> Passage given:
Sand Adders: Hognose Snakes?

Native snake of the Nebraska Sandhills


When I was a child on the ranch in the Sandhills, the three snakes we saw most often were garter snakes, bull snakes, and sand adders.

In the previous sentence, I linked the words "bull snakes" and "garter snakes" to photographs, but I didn't link "sand adder" because I've never been completely sure what sand adders are!

Toad Eaters

Apparently, "sand adder" is a local name for the snake. A Google search for "'sand adder' Nebraska" has only one result -- Shirley Baker Jipp's mention of the sand adder in the online sample chapter from her book, Sand Beneath My Shoes. "Occasionally a saucy, brown sand-adder, gliding through the sandy path, startled us."

After reading about and looking at snakes on the internet this evening, I suspect that the sand adder was a hognose snake. The size, coloration and markings of the hognose are compatible with the sand adder.

I found several types of hognose snakes mentioned as residents of Nebraska -- plains hognose, western hognose, and eastern hognose. They are all fairly similar in appearance, and apparently all of them like sandy areas.

One other reason that I believe the sand adder was a hognose snake is that hognoses eat amphibians, especially toads. I remember several times finding a sand adder in the process of consuming some poor toad.

My mother was always very fond of the toads in her garden, and she once killed a sand adder with her hoe because he was eating one of them. I don't know what happened to the toad. I hope he survived!

Hognoses have an upturned upper lip which is the surefire identifying characteristic of this snake. I never looked closely enough at a sand adder's mouth to know if its upper lip was curled or not.

Dangerous As They Look?

Many Sandhill folk believed that sand adders were poisonous snakes, or at least had heard that they were poisonous and weren't taking any chances to disprove the rumor. As children, we certainly believed they were poisonous, and a few years ago, I mentioned sand adders to my Sandhills friend, Sammie, and she too had grown up thinking they were poisonous.

Despite our fear of the sand adder, I've never seen it listed as one of Nebraska's poisonous snakes. But after researching them this evening, I understand why sand adders (which were probably hognoses) were widely rumored to be poisonous.

The Fort Riley (KS) Army website notes, "These snakes have an interesting defense mechanism. When threatened, they will first hiss loudly and flatten their hood similar to a cobra. If that doesn't work, they will then regurgitate food, roll over and play dead."

The Audubon Magazine gives more detail:
It is probably no coincidence that the eastern hognose sometimes resembles the timber rattlesnake, while the western hognose appears to be modeled after the prairie rattlesnake.

Also known as "puff adders" and "blow vipers," hognose snakes respond to perceived threats by coiling and rattling their tails against leaves or grass, puffing up their bodies and flattening their necks, hissing and striking (though almost never biting).

If this fails, they roll on their backs and feign death, sometimes emitting drops of blood from gaping mouths and cloacae. Turn a "dead" hognose on its stomach and it will roll over on its back again.

The nonvenomous hognose lacks fangs, but it has enlarged rear teeth, perhaps designed to puncture toads that have inflated themselves as a means of defense.

> Record set:
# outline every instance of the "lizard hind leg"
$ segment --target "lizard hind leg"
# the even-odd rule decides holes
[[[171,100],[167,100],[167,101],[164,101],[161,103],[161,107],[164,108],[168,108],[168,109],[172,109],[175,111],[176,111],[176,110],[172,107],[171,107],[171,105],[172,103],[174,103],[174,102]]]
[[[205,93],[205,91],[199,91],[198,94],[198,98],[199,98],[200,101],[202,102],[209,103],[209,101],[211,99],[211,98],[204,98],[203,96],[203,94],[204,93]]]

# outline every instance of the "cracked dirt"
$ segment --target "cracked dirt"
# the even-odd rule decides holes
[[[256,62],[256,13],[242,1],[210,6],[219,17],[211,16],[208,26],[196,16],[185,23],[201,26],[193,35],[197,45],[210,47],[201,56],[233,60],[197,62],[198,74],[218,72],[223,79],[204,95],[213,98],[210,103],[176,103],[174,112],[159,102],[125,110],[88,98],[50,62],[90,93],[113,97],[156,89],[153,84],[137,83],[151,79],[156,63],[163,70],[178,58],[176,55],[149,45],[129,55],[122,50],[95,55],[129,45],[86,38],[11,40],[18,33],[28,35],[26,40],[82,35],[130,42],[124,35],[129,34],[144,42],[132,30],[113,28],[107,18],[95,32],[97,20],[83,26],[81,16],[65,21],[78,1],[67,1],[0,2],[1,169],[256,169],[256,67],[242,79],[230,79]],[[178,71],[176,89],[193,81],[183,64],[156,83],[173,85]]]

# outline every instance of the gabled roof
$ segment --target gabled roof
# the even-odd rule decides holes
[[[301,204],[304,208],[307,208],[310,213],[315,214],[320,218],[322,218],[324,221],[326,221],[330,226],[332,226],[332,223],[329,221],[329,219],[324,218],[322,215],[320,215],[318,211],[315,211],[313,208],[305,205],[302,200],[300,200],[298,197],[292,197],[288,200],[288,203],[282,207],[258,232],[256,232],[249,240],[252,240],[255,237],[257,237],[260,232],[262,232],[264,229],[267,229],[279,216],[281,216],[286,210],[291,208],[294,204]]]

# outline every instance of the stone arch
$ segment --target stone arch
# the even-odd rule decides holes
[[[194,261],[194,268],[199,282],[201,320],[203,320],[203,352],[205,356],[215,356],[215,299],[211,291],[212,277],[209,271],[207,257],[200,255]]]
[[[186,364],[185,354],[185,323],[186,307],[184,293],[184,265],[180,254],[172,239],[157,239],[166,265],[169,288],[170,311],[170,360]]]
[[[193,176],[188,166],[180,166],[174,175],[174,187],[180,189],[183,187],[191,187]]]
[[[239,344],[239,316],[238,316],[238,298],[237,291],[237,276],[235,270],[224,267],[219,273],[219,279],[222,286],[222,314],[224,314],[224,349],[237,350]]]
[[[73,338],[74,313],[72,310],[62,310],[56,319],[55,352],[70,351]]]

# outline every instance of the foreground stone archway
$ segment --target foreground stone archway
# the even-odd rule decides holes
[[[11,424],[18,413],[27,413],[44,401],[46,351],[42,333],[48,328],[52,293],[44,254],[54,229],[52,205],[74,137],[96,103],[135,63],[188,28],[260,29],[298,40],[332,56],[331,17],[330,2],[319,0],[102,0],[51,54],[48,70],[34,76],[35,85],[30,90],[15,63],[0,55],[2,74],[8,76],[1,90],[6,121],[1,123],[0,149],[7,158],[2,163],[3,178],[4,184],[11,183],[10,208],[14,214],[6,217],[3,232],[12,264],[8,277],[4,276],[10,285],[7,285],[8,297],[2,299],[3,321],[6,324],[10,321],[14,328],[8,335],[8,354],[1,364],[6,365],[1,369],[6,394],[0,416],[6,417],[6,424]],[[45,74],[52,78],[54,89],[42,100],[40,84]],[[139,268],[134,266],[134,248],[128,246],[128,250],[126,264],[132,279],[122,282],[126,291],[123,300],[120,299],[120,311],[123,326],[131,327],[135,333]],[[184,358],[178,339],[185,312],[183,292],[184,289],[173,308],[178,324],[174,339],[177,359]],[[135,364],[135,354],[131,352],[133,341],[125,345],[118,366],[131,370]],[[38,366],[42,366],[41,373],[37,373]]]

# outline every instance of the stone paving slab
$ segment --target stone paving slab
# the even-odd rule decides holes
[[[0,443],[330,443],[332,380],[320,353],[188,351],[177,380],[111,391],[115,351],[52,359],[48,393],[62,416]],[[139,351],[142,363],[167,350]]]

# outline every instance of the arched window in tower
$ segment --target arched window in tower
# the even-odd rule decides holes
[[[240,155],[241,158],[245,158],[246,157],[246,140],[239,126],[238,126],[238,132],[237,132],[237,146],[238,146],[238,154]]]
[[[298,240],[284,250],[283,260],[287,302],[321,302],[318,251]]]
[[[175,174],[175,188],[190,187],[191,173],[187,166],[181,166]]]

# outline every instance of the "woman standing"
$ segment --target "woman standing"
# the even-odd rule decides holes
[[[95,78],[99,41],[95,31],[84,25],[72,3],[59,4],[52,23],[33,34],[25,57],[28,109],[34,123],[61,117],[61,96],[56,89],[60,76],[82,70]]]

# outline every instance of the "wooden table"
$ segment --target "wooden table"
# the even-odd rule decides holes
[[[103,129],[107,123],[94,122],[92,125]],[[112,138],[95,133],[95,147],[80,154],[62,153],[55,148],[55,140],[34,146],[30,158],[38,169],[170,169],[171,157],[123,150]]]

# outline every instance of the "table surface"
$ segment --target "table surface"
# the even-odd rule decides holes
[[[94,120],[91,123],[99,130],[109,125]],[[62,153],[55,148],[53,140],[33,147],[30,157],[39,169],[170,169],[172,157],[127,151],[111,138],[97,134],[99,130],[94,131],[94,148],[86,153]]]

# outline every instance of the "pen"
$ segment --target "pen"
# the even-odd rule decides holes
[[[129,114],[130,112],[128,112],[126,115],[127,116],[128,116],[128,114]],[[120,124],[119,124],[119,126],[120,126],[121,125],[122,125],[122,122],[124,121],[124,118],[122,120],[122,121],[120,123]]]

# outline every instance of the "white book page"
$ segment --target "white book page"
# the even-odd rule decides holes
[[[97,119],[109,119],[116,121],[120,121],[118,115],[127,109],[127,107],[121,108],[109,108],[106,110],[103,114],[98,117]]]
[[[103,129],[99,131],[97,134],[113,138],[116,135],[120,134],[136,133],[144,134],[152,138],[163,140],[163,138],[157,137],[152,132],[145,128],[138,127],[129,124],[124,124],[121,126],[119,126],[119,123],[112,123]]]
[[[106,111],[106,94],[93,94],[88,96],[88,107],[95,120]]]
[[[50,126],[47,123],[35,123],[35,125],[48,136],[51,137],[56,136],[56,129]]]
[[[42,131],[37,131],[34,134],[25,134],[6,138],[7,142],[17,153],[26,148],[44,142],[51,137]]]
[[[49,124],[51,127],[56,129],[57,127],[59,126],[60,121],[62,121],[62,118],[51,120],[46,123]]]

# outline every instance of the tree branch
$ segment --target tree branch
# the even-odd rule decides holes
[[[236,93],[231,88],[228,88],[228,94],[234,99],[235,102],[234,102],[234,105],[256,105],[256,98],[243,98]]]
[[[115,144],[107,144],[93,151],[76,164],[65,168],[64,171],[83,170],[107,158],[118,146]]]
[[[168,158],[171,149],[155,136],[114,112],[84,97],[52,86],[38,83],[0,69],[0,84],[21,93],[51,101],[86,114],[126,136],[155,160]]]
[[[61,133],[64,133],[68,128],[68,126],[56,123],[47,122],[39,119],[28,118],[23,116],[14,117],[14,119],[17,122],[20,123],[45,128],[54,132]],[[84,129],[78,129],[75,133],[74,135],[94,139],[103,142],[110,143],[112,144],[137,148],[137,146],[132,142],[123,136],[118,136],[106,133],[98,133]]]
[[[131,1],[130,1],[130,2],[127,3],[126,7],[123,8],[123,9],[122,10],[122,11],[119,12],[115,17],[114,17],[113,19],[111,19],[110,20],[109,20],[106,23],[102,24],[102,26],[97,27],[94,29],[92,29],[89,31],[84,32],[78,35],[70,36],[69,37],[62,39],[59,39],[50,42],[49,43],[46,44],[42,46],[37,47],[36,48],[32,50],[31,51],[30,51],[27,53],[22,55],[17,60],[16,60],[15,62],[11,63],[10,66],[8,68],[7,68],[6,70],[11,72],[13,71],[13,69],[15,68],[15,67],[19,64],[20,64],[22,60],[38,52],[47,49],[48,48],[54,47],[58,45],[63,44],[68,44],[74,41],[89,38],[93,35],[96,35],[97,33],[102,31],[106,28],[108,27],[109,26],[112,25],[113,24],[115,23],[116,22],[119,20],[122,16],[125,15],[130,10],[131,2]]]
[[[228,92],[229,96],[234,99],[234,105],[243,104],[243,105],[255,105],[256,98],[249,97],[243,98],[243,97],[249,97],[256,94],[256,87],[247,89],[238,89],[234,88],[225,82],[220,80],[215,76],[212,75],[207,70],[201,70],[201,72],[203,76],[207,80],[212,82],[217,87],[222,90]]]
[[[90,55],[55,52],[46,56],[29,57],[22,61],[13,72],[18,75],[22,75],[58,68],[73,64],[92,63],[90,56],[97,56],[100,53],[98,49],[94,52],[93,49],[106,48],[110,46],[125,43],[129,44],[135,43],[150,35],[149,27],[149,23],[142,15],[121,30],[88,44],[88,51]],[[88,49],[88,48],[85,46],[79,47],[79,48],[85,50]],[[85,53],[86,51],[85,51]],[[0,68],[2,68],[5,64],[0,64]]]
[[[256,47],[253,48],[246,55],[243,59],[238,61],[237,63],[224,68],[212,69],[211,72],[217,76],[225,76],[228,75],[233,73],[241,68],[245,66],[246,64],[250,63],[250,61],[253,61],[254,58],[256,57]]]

> Exercises:
a) State whether each statement below agrees with the passage about sand adders, answering yes or no and quoting the words of the passage that decide it: (i) The narrator's mother killed a sand adder with her hoe because it was eating a toad. (ii) The narrator once looked closely at a sand adder's mouth and saw a curled upper lip. (iii) The hognose snake has fangs.
b) Carry on with the passage about sand adders, beginning right after its final sentence.

> Results of the exercise:
a)
(i) Yes: "she once killed a sand adder with her hoe because he was eating one of them."
(ii) No: "I never looked closely enough at a sand adder's mouth to know if its upper lip was curled or not."
(iii) No: "The nonvenomous hognose lacks fangs"

b)
I never threatened a sand adder, so it never had to go into the radical Phase 2 behavior with me. Phase 1 was enough to send me speeding away.

Trailquest.net comments that the easiest way to distinguish between the eastern hognose and a cottonmouth moccasin is the hognose's upturned lip. Apparently they look a lot alike, otherwise.

The University of Nebraska's website, "Poisonous Snakes in Nebraska," urges caution of snakes with a triangular head that is larger than the neck, then comments, "However, several other snakes, including garter snakes, hognose snakes, and bullsnakes may also display this characteristic, especially when alarmed."

Reasonable Caution

All in all, it's not surprising if Sandhill folks thought the sand adder (hognose?) might be poisonous. Our parents and grandparents wisely passed on to us a message of caution that they had heard in their own childhood days about this little snake.

I was an adult before I had a flash of insight one day and realized that the name of the snake was "sand adder" not "san-dadder" as I had always heard, pronounced and visualized the word. Now it seems I must admit that they weren't even poisonous. Somehow, I'm a bit disappointed.


Hognose

Western hognose snake
Photographer: LA Dawson
Animal courtesey of Austin Reptile Service

Monday, June 19, 2006

Snake Stories

All In The Family... Another Trip Down Memory Lane... Life in Christian County, Kentucky...



Since seeing the snake in the hollow branch this morning, I've been thinking about snakes ever since.

I've had several interesting snake experiences here. I've told the story of one of them already today (in a comment at the above link), and here are a few more.

About ten years ago, we planted a long row of shrubs to grow into a hedge along our property line. I was trying to keep the grass down in the hedgerow because the shrubs were so small. I had mowed around the little shrubs as much as I could, and I was clipping along with a pair of grass shears when I suddenly realized that I could see a portion of a large snake just a few inches from my hand.

After a moment of horror, I realized that he was obviously kin to a blacksnake and thus harmless. I went to get my garden hoe so I could pull him out and see just how big he was, but when I came back he was gone.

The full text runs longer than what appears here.